• 課題の目的
うつ病と性格に関する本文の最後の一文に続けて、その先を書き進めてください。
::: 提示本文
1.はじめに
今回予防と健康管理の授業2回にわたり、うつ病、ストレスとアスベストのビデオを見させていただき、知らなかった事の多さに驚くとともに、今までその詳細をあまり知らなかった病気について、調べる機会を得ることができました。
今回のこの機会を無駄にすることなく、その発生原因、症状、対策等について詳しく考察していきたいと思う。
さらに自分の考えをしっかり持つことも、将来医師になるものには必要不可欠であると思うので考えをはっきり持ち、述べたい。
2.選んだキーワード
「うつ病」と「性格」
3.選んだ論文の内容と概略
うつ病は患者がその理想型の中心からどのような位置にあり、そのズレをもたらす要因が何かを見つけ改善していくかで治療の成果が変わってくる。
患者で薬物治療に反応せず、慢性化するものの中には背景に人格が隠れているものがある。
「笠原―木村分類」
1単極性内因性うつ病の神経症
2神経症うつ病
3双極性障害の長期化
4人格障害の抑うつ
5精神病後抑うつ
6外傷反応性抑うつ
1単極性内因性うつ病の神経症化の概念では、病前性格はメランコリー親和型であって、時間生物学的症状がそろっているため、内因性と診断されるが徐々に奥に隠れている人格構造上の病理が露呈してきて、抑うつが遷延化するという見方である。従来慢性抑うつは、表層の正常な人格と奥にある病理的人格の割合によって、様々に診断され、分類されてきたと考えられる。
1表層の正常な人格明確に形成されて適応されているもの
2表層の正常な人格が脆弱なもの
4表層の適応人格がほとんどないもの
6病前は正常なパーソナリティーが機能していたと考えられるが、外傷をきっかけに人格の病理が出てきている場合が多いとおもわれる。これは同じ心的外傷を受けてもそれが傷になる人とならない人がいることからもいえるし、たいていの場合、治療においても人格形成に影響を及ぼしたと考えられるし幼児期の外傷体験に遡って扱う必要があることからも言えるだろう。
::::::
::: 資料欄
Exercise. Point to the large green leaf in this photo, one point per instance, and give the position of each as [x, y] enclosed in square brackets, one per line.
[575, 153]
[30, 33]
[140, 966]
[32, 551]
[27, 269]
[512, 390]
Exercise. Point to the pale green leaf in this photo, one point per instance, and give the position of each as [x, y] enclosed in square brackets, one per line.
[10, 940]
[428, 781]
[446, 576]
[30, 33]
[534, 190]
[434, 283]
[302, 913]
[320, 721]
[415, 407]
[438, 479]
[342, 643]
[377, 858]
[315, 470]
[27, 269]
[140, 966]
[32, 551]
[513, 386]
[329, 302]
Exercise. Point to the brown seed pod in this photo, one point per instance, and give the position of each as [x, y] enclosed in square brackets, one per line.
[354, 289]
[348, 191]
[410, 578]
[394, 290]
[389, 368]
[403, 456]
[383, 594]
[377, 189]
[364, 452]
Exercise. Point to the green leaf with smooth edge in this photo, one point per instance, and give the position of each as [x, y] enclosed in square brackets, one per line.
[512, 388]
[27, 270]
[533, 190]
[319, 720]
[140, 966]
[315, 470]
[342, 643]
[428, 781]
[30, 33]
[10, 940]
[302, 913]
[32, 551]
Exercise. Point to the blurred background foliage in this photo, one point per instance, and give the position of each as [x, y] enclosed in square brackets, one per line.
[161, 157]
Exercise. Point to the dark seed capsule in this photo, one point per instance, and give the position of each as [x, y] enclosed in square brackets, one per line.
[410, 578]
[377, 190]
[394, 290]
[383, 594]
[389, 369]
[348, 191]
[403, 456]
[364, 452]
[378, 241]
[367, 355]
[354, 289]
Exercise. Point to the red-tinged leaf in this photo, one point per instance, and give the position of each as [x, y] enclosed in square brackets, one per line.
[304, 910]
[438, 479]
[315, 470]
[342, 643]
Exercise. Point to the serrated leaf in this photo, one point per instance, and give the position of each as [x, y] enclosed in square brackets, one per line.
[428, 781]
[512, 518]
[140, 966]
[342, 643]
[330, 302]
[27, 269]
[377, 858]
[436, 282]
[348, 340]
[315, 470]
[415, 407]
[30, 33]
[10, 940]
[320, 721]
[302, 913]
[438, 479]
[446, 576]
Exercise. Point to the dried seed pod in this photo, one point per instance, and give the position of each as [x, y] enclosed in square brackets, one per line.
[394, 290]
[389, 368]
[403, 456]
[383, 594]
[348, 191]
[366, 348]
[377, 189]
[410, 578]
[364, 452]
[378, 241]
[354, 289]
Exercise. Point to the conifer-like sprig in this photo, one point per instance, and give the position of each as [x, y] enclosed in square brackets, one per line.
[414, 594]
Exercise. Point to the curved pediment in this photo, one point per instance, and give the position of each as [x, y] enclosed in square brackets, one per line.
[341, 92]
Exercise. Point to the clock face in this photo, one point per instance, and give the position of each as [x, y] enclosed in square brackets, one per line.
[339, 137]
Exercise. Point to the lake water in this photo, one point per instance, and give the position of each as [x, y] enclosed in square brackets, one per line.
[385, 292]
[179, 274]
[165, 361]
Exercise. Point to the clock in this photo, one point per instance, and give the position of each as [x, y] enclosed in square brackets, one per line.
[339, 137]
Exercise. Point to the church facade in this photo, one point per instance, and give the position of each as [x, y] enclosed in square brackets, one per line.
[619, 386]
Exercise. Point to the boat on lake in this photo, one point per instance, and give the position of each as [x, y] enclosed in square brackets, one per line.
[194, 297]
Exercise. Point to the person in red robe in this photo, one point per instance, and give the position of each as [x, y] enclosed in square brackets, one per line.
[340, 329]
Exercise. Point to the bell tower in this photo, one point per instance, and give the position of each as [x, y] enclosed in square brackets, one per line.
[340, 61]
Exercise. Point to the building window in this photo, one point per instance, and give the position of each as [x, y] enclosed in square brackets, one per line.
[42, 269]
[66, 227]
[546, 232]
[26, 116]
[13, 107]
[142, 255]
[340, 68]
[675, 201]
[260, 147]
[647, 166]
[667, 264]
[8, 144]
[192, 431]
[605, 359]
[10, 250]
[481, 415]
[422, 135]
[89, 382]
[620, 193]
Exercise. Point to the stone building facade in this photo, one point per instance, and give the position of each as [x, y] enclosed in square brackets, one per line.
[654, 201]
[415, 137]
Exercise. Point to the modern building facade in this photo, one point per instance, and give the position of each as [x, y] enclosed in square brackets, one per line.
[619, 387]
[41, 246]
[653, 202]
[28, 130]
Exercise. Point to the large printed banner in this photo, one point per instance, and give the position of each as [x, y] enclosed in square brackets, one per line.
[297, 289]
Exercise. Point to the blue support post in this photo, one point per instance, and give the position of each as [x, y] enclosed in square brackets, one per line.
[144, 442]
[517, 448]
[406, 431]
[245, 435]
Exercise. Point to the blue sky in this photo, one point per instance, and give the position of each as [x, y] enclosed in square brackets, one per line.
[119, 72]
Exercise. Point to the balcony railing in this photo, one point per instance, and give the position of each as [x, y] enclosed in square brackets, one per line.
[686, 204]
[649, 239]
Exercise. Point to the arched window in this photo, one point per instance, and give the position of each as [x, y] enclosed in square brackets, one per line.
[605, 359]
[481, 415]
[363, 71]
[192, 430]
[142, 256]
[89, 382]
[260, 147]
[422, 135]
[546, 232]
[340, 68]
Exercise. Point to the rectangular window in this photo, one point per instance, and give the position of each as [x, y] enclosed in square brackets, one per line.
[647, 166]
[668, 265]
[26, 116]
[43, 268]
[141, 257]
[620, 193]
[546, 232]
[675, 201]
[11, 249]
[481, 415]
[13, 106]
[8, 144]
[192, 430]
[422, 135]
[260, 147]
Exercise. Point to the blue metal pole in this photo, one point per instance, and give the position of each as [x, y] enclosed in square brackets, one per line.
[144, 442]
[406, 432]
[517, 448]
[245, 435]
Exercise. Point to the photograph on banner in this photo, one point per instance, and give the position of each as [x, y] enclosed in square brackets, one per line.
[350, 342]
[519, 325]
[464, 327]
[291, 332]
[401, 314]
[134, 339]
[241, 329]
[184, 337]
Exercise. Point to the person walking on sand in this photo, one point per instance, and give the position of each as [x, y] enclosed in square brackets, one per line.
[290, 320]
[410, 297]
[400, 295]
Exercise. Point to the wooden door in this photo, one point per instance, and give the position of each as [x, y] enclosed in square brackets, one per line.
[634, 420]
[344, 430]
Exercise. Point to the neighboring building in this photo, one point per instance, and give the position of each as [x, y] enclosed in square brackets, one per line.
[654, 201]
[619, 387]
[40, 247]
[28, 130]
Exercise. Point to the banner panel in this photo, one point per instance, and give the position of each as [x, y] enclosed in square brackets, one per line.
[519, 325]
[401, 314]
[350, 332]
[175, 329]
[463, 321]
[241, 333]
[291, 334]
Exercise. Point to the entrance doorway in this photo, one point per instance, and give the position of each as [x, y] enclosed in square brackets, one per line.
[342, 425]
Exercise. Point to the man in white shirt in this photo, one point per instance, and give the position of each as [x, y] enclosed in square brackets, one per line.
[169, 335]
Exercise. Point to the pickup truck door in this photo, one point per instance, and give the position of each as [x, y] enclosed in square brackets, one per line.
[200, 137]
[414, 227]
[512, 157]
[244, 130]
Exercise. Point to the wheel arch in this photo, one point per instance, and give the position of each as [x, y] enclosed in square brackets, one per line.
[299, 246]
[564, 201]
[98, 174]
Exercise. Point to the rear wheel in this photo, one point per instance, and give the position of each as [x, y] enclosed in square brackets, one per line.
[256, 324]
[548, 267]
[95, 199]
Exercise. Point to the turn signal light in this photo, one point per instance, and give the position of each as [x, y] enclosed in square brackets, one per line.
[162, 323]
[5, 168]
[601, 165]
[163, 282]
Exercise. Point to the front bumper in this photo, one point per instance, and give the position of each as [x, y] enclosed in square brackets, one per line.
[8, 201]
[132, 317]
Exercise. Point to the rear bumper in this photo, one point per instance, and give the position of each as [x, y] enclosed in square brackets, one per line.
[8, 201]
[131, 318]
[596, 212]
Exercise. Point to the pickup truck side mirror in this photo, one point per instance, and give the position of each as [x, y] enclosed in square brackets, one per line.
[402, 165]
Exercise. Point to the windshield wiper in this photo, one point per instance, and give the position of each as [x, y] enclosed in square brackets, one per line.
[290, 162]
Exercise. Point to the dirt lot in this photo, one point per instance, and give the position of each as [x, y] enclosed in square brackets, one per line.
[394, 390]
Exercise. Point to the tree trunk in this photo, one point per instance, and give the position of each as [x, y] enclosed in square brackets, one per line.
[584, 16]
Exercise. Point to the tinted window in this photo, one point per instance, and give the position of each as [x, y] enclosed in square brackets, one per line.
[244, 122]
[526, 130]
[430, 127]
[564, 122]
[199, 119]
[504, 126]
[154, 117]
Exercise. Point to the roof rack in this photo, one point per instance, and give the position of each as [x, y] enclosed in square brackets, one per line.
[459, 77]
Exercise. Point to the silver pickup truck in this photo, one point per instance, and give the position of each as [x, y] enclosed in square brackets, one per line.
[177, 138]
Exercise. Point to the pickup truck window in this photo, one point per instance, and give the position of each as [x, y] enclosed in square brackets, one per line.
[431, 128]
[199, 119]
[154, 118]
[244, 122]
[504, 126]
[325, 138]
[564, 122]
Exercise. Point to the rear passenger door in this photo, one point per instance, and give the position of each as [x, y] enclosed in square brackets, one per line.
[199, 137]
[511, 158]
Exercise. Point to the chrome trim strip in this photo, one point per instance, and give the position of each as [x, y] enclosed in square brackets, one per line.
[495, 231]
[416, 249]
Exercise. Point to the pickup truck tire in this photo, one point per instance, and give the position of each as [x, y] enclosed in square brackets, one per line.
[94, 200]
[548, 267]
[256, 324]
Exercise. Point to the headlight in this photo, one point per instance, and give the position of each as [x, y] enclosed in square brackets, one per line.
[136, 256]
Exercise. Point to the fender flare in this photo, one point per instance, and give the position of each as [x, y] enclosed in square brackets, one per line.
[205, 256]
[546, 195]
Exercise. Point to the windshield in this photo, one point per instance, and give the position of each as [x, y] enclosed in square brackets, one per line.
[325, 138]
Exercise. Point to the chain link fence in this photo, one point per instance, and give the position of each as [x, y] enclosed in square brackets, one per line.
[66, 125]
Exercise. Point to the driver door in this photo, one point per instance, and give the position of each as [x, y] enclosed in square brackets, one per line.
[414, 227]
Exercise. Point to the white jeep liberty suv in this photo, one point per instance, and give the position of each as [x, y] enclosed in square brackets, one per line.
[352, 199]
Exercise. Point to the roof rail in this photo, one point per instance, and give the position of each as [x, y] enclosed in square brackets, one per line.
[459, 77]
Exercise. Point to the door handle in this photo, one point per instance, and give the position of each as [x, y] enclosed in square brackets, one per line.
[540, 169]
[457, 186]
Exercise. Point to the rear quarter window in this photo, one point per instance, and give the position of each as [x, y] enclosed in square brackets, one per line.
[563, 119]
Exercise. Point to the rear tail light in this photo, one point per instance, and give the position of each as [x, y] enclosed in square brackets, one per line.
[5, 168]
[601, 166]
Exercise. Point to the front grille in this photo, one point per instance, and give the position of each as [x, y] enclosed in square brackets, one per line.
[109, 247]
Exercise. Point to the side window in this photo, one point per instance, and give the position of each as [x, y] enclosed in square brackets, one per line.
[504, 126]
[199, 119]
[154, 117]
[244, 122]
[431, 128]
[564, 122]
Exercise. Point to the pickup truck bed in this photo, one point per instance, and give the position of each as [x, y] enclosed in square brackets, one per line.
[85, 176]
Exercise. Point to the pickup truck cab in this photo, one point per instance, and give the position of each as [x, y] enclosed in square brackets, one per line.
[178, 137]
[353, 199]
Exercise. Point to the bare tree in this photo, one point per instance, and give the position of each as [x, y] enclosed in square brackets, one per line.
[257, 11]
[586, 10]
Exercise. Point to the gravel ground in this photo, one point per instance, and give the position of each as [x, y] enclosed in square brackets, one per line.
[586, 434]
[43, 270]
::::::
• 以下の結果
Wパーソナリティーとは、一見正常な表層の人格と深層にある病理的人格構造の二重構造のこと。この概念が必要となるのは、ある時点までは、特に問題なく機能してきたが、何らかの原因で人格障害を発症することがしばしばあることを証明するためである。すなはち、人格障害という生活史において徐々に形成されてきたはずのものが、ある時点で発症するということは理念的にあり得ないのであるが、実際には事件や失恋、心的外傷をきっかけに発症するのである。
内在性のうつ病の部分と人格障害による抑うつの部分とが併存し、抗抑うつ剤がその前者にのみに効果を発揮すると考えられる
ケース1
60歳男性、患者は始め老年期にありふれたうつ病を示し坑うつ剤を投与し、かなり病状は改善した。しかし、薬の効きが悪くなり詳しく聞くと、定年を数年後に控え、自分の人生を振り返ると、あまりにも不本意だったという思いが強くなってきて、「このまま老年期を迎えるわけにはいかない」という焦燥感があることが見てとれた。今までの蓄積した不本意だという悔しさや怒りが遡って整理しない限り、安心して眠ることも年を取ることもできないという状態であった。彼は仕事で成功を収め高い地位についていたのであるが、彼に言わせれば、一点欠けているために母親を失望させているという。15年前に死去した母親に認めてもらうことだけを考えている。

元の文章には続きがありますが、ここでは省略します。